__EXCERPT__:
═══

Post written by Ewan Menzies

You do not have to look far to find a plethora of business plan templates. Many of these business plans will be displayed as word documents with a content page that goes on forever. As you read down the contents page you are picturing all the pages you have to write to complete your business plan. Writing your business plan has just turned into War and Peace – it is overwhelming.

Then, you see an advert for a cloud-based business plan, perfect you think. It looks simple, they tell you it’s simple and they have hundreds of business plan templates you can choose from. You sign up straight away optimistic this will quickly give you a business plan to transform your business. Sadly, as you get started, working your way through the pages filling out the ready-made forms you realise this is just as long at the business plan templates in Word!

These traditional methods, whether delivered on word or cloud-based, allowing you to pull together a large business plan fairly quickly by following their template. However, this is a big mistake for three reasons I will explain.


1. A Traditional Business Plan and Financial Forecasts?

Whether you are using an excel template of a cloud-based business plan system to work out your financials, they provide you with the same output. The good news is that with the formulas already built-in they provide you with accurate outputs.

However, there are three faults with these business planning templates:


Garbage in Garbage Out

Garbage in Garbage out (GIGO) is the idea that flawed, or nonsense (garbage) input data produces nonsense output. Whilst these systems might be able to accurately give an output, you are in charge of the input. How do you know what numbers to put in? Will your sales grow in the months ahead, and if they do, by how much, 5%, 10%, more? Where will the growth come from; existing customers, new customers, new markets, etc? How do you really know?

═══

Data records
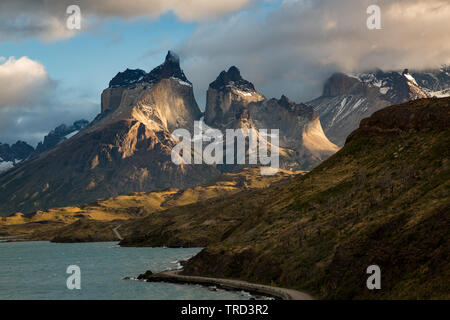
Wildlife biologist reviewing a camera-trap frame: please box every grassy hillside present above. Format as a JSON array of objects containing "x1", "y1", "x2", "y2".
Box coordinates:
[
  {"x1": 0, "y1": 168, "x2": 302, "y2": 241},
  {"x1": 122, "y1": 98, "x2": 450, "y2": 299}
]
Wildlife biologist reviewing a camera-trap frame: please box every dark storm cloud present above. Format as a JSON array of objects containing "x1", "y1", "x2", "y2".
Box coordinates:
[{"x1": 179, "y1": 0, "x2": 450, "y2": 104}]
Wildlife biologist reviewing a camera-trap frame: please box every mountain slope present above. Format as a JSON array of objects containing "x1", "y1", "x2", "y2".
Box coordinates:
[
  {"x1": 0, "y1": 52, "x2": 219, "y2": 215},
  {"x1": 308, "y1": 67, "x2": 450, "y2": 146},
  {"x1": 118, "y1": 98, "x2": 450, "y2": 299},
  {"x1": 205, "y1": 66, "x2": 339, "y2": 170}
]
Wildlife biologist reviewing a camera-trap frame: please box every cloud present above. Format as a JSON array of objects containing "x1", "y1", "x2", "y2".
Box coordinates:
[
  {"x1": 0, "y1": 0, "x2": 253, "y2": 41},
  {"x1": 178, "y1": 0, "x2": 450, "y2": 103},
  {"x1": 0, "y1": 57, "x2": 100, "y2": 145},
  {"x1": 0, "y1": 57, "x2": 51, "y2": 109}
]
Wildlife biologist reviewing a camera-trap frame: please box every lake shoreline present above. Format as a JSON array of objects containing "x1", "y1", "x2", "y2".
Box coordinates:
[{"x1": 138, "y1": 269, "x2": 314, "y2": 300}]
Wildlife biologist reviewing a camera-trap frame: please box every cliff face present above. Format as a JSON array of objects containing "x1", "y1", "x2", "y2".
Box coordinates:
[
  {"x1": 115, "y1": 98, "x2": 450, "y2": 299},
  {"x1": 205, "y1": 66, "x2": 338, "y2": 170},
  {"x1": 0, "y1": 52, "x2": 219, "y2": 215},
  {"x1": 308, "y1": 68, "x2": 450, "y2": 146}
]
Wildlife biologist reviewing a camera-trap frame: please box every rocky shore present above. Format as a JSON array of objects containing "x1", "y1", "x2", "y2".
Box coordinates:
[{"x1": 138, "y1": 270, "x2": 313, "y2": 300}]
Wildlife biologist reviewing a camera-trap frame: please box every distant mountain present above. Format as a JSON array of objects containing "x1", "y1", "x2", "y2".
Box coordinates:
[
  {"x1": 308, "y1": 67, "x2": 450, "y2": 146},
  {"x1": 0, "y1": 51, "x2": 338, "y2": 215},
  {"x1": 0, "y1": 140, "x2": 34, "y2": 172},
  {"x1": 205, "y1": 66, "x2": 338, "y2": 170},
  {"x1": 0, "y1": 52, "x2": 220, "y2": 215},
  {"x1": 0, "y1": 120, "x2": 89, "y2": 172},
  {"x1": 35, "y1": 119, "x2": 89, "y2": 155},
  {"x1": 120, "y1": 98, "x2": 450, "y2": 299}
]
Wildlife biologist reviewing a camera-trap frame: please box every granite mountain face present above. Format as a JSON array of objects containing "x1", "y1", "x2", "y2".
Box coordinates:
[
  {"x1": 205, "y1": 66, "x2": 338, "y2": 170},
  {"x1": 308, "y1": 67, "x2": 450, "y2": 146},
  {"x1": 0, "y1": 52, "x2": 220, "y2": 215},
  {"x1": 0, "y1": 51, "x2": 338, "y2": 215}
]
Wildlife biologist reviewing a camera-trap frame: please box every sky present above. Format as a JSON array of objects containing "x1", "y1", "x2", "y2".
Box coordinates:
[{"x1": 0, "y1": 0, "x2": 450, "y2": 146}]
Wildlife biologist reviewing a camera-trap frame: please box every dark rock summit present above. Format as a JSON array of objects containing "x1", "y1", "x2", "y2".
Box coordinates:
[
  {"x1": 209, "y1": 66, "x2": 255, "y2": 91},
  {"x1": 0, "y1": 140, "x2": 34, "y2": 162},
  {"x1": 109, "y1": 69, "x2": 146, "y2": 88},
  {"x1": 142, "y1": 51, "x2": 191, "y2": 84},
  {"x1": 109, "y1": 51, "x2": 191, "y2": 88}
]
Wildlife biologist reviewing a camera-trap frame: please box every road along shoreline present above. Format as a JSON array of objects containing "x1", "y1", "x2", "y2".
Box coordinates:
[{"x1": 138, "y1": 270, "x2": 314, "y2": 300}]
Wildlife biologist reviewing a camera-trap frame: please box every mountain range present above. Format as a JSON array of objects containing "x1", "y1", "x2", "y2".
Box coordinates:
[
  {"x1": 0, "y1": 51, "x2": 450, "y2": 216},
  {"x1": 6, "y1": 98, "x2": 450, "y2": 299},
  {"x1": 0, "y1": 119, "x2": 89, "y2": 172},
  {"x1": 0, "y1": 51, "x2": 338, "y2": 215},
  {"x1": 307, "y1": 66, "x2": 450, "y2": 146}
]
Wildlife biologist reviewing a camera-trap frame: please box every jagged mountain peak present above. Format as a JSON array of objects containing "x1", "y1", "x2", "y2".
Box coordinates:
[
  {"x1": 109, "y1": 50, "x2": 192, "y2": 88},
  {"x1": 143, "y1": 51, "x2": 192, "y2": 84},
  {"x1": 109, "y1": 68, "x2": 146, "y2": 88},
  {"x1": 209, "y1": 66, "x2": 255, "y2": 91}
]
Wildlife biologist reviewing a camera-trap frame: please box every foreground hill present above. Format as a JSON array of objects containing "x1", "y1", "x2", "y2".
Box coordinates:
[
  {"x1": 308, "y1": 66, "x2": 450, "y2": 146},
  {"x1": 122, "y1": 98, "x2": 450, "y2": 299}
]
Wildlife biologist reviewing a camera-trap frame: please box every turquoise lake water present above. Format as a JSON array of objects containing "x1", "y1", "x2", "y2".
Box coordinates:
[{"x1": 0, "y1": 241, "x2": 250, "y2": 300}]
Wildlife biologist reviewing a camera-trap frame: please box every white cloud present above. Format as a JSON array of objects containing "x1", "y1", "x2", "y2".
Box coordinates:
[
  {"x1": 0, "y1": 57, "x2": 51, "y2": 109},
  {"x1": 179, "y1": 0, "x2": 450, "y2": 102},
  {"x1": 0, "y1": 0, "x2": 256, "y2": 41},
  {"x1": 0, "y1": 57, "x2": 100, "y2": 145}
]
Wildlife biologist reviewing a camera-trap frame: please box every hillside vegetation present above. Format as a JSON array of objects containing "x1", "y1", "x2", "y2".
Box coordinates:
[{"x1": 122, "y1": 98, "x2": 450, "y2": 299}]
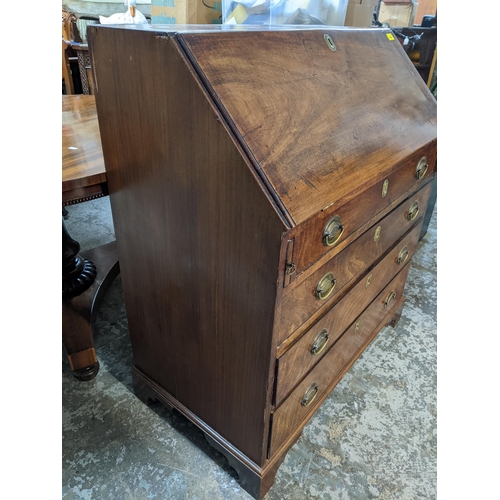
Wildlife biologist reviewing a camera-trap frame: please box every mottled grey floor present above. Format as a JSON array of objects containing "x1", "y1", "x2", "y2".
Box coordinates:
[{"x1": 62, "y1": 198, "x2": 437, "y2": 500}]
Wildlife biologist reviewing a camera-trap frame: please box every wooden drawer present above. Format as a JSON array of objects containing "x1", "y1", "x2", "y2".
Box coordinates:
[
  {"x1": 285, "y1": 142, "x2": 436, "y2": 285},
  {"x1": 270, "y1": 275, "x2": 405, "y2": 456},
  {"x1": 275, "y1": 225, "x2": 423, "y2": 405},
  {"x1": 278, "y1": 183, "x2": 432, "y2": 345}
]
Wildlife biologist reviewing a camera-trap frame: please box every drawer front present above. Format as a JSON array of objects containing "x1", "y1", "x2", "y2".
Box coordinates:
[
  {"x1": 285, "y1": 142, "x2": 436, "y2": 285},
  {"x1": 270, "y1": 275, "x2": 404, "y2": 456},
  {"x1": 275, "y1": 231, "x2": 422, "y2": 405},
  {"x1": 277, "y1": 183, "x2": 432, "y2": 345}
]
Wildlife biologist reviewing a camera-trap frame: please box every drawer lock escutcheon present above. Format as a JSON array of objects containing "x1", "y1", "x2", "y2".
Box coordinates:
[
  {"x1": 406, "y1": 201, "x2": 419, "y2": 220},
  {"x1": 384, "y1": 290, "x2": 396, "y2": 307},
  {"x1": 286, "y1": 262, "x2": 297, "y2": 276},
  {"x1": 300, "y1": 382, "x2": 319, "y2": 406},
  {"x1": 309, "y1": 328, "x2": 330, "y2": 355},
  {"x1": 365, "y1": 273, "x2": 373, "y2": 288},
  {"x1": 415, "y1": 156, "x2": 429, "y2": 179},
  {"x1": 314, "y1": 273, "x2": 337, "y2": 300},
  {"x1": 396, "y1": 246, "x2": 410, "y2": 265},
  {"x1": 323, "y1": 215, "x2": 344, "y2": 247}
]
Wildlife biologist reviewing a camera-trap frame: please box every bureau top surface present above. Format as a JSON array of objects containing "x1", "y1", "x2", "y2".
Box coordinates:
[{"x1": 92, "y1": 25, "x2": 436, "y2": 226}]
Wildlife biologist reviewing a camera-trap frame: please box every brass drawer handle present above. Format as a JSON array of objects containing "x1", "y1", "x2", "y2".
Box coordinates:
[
  {"x1": 309, "y1": 328, "x2": 330, "y2": 356},
  {"x1": 323, "y1": 215, "x2": 344, "y2": 247},
  {"x1": 384, "y1": 290, "x2": 396, "y2": 307},
  {"x1": 314, "y1": 273, "x2": 337, "y2": 300},
  {"x1": 415, "y1": 156, "x2": 429, "y2": 179},
  {"x1": 382, "y1": 179, "x2": 389, "y2": 198},
  {"x1": 406, "y1": 201, "x2": 419, "y2": 220},
  {"x1": 300, "y1": 382, "x2": 319, "y2": 406},
  {"x1": 396, "y1": 246, "x2": 410, "y2": 264}
]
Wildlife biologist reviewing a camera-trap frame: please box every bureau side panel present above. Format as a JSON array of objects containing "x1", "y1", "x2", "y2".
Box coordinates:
[{"x1": 90, "y1": 29, "x2": 285, "y2": 464}]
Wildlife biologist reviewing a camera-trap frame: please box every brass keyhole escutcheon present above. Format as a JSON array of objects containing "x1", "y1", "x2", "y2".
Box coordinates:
[
  {"x1": 384, "y1": 290, "x2": 396, "y2": 307},
  {"x1": 396, "y1": 246, "x2": 410, "y2": 264},
  {"x1": 309, "y1": 328, "x2": 330, "y2": 356},
  {"x1": 300, "y1": 382, "x2": 319, "y2": 406},
  {"x1": 324, "y1": 33, "x2": 337, "y2": 52},
  {"x1": 323, "y1": 215, "x2": 344, "y2": 247},
  {"x1": 406, "y1": 201, "x2": 419, "y2": 220},
  {"x1": 382, "y1": 179, "x2": 389, "y2": 198},
  {"x1": 314, "y1": 273, "x2": 337, "y2": 300},
  {"x1": 365, "y1": 274, "x2": 373, "y2": 288},
  {"x1": 415, "y1": 156, "x2": 429, "y2": 179}
]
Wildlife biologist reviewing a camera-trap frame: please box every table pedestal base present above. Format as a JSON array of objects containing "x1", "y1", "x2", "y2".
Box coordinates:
[{"x1": 62, "y1": 241, "x2": 120, "y2": 381}]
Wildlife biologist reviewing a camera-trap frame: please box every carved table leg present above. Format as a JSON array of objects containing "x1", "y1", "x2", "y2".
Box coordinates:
[{"x1": 62, "y1": 220, "x2": 120, "y2": 381}]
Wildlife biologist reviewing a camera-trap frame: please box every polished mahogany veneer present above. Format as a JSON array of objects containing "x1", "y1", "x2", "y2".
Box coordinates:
[{"x1": 88, "y1": 25, "x2": 437, "y2": 499}]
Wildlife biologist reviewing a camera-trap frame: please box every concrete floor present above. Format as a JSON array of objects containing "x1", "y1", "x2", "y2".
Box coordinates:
[{"x1": 62, "y1": 198, "x2": 437, "y2": 500}]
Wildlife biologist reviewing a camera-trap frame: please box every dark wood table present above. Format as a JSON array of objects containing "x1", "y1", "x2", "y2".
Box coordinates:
[{"x1": 62, "y1": 95, "x2": 119, "y2": 381}]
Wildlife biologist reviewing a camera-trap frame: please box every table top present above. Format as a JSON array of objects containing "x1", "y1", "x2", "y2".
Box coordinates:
[{"x1": 62, "y1": 94, "x2": 106, "y2": 203}]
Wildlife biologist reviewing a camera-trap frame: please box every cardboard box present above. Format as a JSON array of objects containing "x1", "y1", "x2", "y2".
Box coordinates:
[
  {"x1": 151, "y1": 0, "x2": 222, "y2": 24},
  {"x1": 378, "y1": 1, "x2": 418, "y2": 27},
  {"x1": 344, "y1": 0, "x2": 378, "y2": 27}
]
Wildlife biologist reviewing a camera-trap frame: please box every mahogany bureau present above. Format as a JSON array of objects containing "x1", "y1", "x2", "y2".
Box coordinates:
[{"x1": 88, "y1": 25, "x2": 436, "y2": 498}]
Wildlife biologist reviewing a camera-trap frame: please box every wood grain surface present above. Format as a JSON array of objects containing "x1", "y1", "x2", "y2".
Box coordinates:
[
  {"x1": 289, "y1": 142, "x2": 436, "y2": 282},
  {"x1": 179, "y1": 29, "x2": 436, "y2": 224},
  {"x1": 275, "y1": 258, "x2": 412, "y2": 405},
  {"x1": 270, "y1": 277, "x2": 410, "y2": 456},
  {"x1": 62, "y1": 94, "x2": 106, "y2": 198}
]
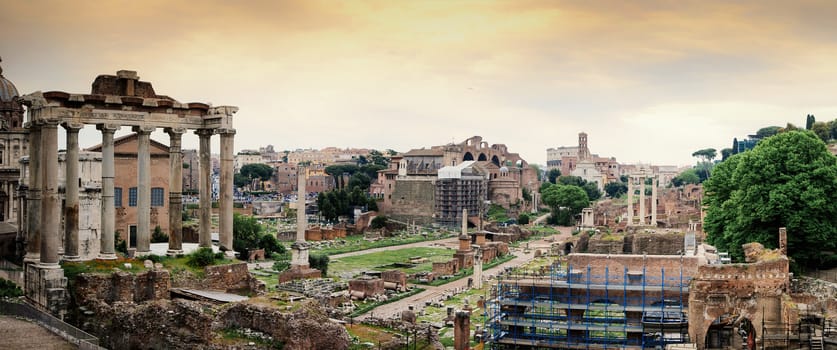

═══

__USING THE INFORMATION__:
**a)** According to the business plan post, why can the financial forecasts from these templates be wrong even though their formulas are accurate? Answer in one to three sentences.
**b)** In the business plan post, what long novel does writing a business plan from a template turn into?
**c)** Continue the business plan post from its last sentence.

__REPLIES__:
**a)** The built-in formulas only process the numbers you enter, and you are in charge of that input. If the input is flawed or nonsense, for example a guess about how much sales will grow or where the growth will come from, the output will be nonsense too.

**b)** War and Peace.

**c)**
“It is better to be roughly right than precisely wrong.”

John Maynard Keynes


They look at a Limited Number of Value Drivers 

These traditional approaches fail because they only focus on a few value drivers, typically related to sales, cost and if you are lucky assets. However, they miss many other important value drivers related to items like; brand, IP, improved sales process, adoption of new technology, Government funding, improved pricing, reduced asset maintenance, reduced cost of sale, reduced cost of production, and many more. How much money do you want to leave on the table?


Some Things are too Difficult to Measure

These systems completely avoid things that are difficult to measure. They may be intangible or unquantifiable and many simply do not know how to measure these things. However, many can have the greatest impact on your growth in the years ahead. One of our clients put a value of £4.29M on a new management team over a four year plan. This was higher than any other value driver in the business plan, and they got within 10% of that number by the end of their four year business plan. Where would they be if they had not identified that value driver?


2. A Traditional Business Plan Wastes Valuable Resources

As you jump into your traditional business plan, whether that be on word template or a cloud-based system, you are already worried about your limited resources. This is where most start, with a budget.

There are three reasons a traditional business planning template will deplete your resources:


Forward Planning Results in an Explosion of Detail

As you look forward at the years ahead and ask what needs to be done, you start compiling a large list of things to do – an explosion of detail. We are all very good at this! That large list is going to take a lot of money, effort and time to deliver. More often than not, the money is required upfront to get your business plan moving. 

At this point, you are already looking at your business plan as a paper exercise. There is no way you are going to be able to implement what you have written in your business plan. Whatsmore, the numbers (revenues) will now be irrelevant if you can not fund your new plan. A waste of time and money writing it in the first place.


Your Team have No Ownership or Buy-In

It is likely your plan will be written by one person, the managing director, or one of the senior management team. No one else has any ownership of the plan. What do they care, they are too busy doing what they have always done to keep things going. 

When you roll out the new business plan at a team meeting they all smile and nod in agreement. At this point your work is done, they are on board, or are they? All too often they give the response you want and go back to business as usual.

As you start to invest in your new business plan no one is focused on change, as a result, your investment is wasted and things continue as they always have.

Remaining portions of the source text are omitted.